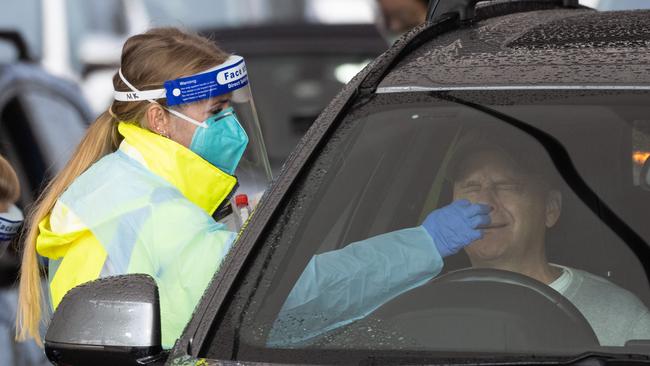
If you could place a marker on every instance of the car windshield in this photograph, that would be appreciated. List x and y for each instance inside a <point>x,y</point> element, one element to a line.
<point>344,273</point>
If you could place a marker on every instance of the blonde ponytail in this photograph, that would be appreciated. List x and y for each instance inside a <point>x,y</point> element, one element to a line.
<point>100,139</point>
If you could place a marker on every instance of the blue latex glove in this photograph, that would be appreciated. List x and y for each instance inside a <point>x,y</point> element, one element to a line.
<point>456,225</point>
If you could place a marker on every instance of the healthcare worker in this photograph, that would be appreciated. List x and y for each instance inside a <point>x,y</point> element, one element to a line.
<point>140,192</point>
<point>153,175</point>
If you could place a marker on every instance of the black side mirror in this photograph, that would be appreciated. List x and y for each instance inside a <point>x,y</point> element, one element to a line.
<point>110,321</point>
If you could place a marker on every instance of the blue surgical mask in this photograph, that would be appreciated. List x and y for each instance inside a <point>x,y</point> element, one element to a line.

──────

**WHAT TO DO**
Retype the whole of the data verbatim. Skip every picture.

**TASK RESULT**
If you could place a marker on every instance of the car windshield in this photograph, that would be appreciated. List x and y for each instance inside a <point>x,y</point> element, one element to a line.
<point>344,273</point>
If you could place a marker on every instance of the blonde ponytail in this photograph, that would be appreciated. List x and y for each instance inside a <point>x,y</point> element, one element to a line.
<point>100,139</point>
If you could place a marker on every instance of the blue latex glove in this photograph, that would be appreciated. List x and y for each instance inside a <point>x,y</point> element, one element to a line.
<point>456,225</point>
If you could place a marker on every instance of the healthcare worker in this photograph, that would be appreciated. List x and y for each instance inside a <point>x,y</point> element, one element to a line.
<point>140,192</point>
<point>153,175</point>
If you could place a marker on every instance of the black side mirror in this photograph, that would be appreciated. List x and y for each instance inside a <point>x,y</point> element, one element to a line.
<point>110,321</point>
If you could place a marker on every instance of the blue surgical mask in this photograph, that would be appreciated. List x and y for each instance inside a <point>x,y</point> element, one element to a line.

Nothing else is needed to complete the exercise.